### Extracted text
↓

As new year starts, high hopes for Phila.'s Promise Academies

Ethel Allen Elementary School's principal, Woolworth V. Davis, leads teachers in a professional-development session. "You have to show people that this is different," he said of those skeptical of the district effort.
Ethel Allen Elementary School's principal, Woolworth V. Davis, leads teachers in a professional-development session. "You have to show people that this is different," he said of those skeptical of the district effort.
Posted: September 05, 2010

For decades, Philadelphia public schools failed to properly educate large numbers of students.

Superintendent Arlene Ackerman is betting that come Tuesday, the tide will begin to turn for the 2,700 pupils who will start a new term at six Promise Academies.

Ackerman is also keeping a close eye on seven other city schools being taken over by charters. But she takes personally the Promise Academies - overhauled district schools with new teaching staffs, longer days and years, and $7.2 million in extra funding.

"We're giving these students a private-school education in a public-school setting," Ackerman said.

"People look at these schools and their test scores and say, 'Oh, there's an achievement gap,' " said Francisco Duran, assistant district superintendent in charge of the Promise Academies. "I believe there's an opportunity gap."

Students will wear preppy blue blazers and crisp khakis at the six Promise Academies: University City and Vaux High Schools; Ethel Allen, Dunbar, and Potter-Thomas Elementary Schools; and Clemente Middle School. Teachers, who are paid extra to work at the schools, will don uniforms, too.

New books line classroom and library shelves. Lighting is brighter. Even the cafeterias have been spruced up, with more fresh fruits and vegetables and, in some cases, salad bars.

There will be tutoring, an intensive focus on reading and math, and free field trips not just for students but for their families, too. A School Advisory Council of parents and community members will help make decisions.

The children, who are mostly poor and African American, will study a second language. For extracurricular activities, choices will include crew, photography, and hip-hop dance. Teachers will have common planning time. College will be emphasized and parent involvement expected.

Social supports will abound - counselors, behavioral specialists, student advisers, conflict-resolution managers.

Since arriving in Philadelphia two years ago, Ackerman has made it clear that spending more money on struggling students is a priority. At her direction, the district is trying out a weighted student-funding formula, with more money directed toward schools that educate needier students.

The Promise Academies - six schools out of the district's 265 - are an extension of that philosophy.

Even with the extra money, Promise Academies have a long way to go to approach the top suburban districts. Per-pupil spending in Philadelphia is $11,426, one of the lowest figures in the region. The top region's spender, Lower Merion, allots $21,663 per student.

↑

### Directions for this task
According to the article on Philadelphia's Promise Academies, how much extra funding do the overhauled schools receive?

### Items stored from a collection
↓

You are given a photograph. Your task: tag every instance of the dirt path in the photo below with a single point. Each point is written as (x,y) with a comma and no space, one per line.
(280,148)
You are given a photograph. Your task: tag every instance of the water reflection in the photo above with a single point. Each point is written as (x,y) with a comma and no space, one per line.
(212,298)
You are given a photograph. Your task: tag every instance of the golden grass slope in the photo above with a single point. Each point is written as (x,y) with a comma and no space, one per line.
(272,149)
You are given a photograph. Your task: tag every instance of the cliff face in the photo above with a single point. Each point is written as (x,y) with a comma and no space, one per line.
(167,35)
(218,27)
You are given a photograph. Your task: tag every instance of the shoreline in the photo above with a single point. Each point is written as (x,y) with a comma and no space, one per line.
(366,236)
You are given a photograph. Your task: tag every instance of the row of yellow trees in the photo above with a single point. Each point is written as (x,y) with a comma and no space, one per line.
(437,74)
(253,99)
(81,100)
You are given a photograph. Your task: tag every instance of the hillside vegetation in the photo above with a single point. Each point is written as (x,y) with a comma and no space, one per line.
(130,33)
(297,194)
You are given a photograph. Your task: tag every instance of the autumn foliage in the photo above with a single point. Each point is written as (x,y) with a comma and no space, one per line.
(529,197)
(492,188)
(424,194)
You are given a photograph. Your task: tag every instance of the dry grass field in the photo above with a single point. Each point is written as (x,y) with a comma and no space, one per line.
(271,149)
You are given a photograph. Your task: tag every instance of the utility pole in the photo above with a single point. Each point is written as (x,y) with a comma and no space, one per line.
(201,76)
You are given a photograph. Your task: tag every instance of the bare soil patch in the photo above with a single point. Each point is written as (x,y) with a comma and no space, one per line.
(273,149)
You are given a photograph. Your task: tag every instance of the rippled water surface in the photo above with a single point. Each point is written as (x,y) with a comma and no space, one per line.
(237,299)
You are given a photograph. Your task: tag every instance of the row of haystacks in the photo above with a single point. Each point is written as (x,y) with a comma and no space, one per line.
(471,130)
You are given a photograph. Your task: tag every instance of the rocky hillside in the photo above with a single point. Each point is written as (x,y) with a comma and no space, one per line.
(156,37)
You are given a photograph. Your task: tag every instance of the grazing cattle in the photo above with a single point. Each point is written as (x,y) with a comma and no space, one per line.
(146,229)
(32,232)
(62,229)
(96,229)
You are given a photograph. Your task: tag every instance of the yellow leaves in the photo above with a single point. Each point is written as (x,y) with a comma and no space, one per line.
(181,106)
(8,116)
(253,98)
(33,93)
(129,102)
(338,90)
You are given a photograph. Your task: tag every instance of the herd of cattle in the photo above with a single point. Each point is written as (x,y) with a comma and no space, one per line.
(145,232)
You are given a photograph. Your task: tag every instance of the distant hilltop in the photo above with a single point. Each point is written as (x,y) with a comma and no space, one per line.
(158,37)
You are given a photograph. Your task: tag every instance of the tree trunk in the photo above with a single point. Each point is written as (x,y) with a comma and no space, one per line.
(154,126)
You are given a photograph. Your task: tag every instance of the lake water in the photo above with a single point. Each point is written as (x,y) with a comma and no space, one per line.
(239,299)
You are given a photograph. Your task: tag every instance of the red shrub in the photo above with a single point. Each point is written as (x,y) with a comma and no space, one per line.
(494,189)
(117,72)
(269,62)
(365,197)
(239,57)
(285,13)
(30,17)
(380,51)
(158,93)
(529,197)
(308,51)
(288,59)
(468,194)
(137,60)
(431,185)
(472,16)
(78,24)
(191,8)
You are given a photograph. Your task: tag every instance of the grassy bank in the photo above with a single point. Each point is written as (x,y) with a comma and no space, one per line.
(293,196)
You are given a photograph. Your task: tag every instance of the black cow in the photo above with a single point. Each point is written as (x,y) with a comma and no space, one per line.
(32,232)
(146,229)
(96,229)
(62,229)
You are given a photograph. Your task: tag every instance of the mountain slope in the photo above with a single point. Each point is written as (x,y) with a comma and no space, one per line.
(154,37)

↑

### Answer to this exercise
$7.2 million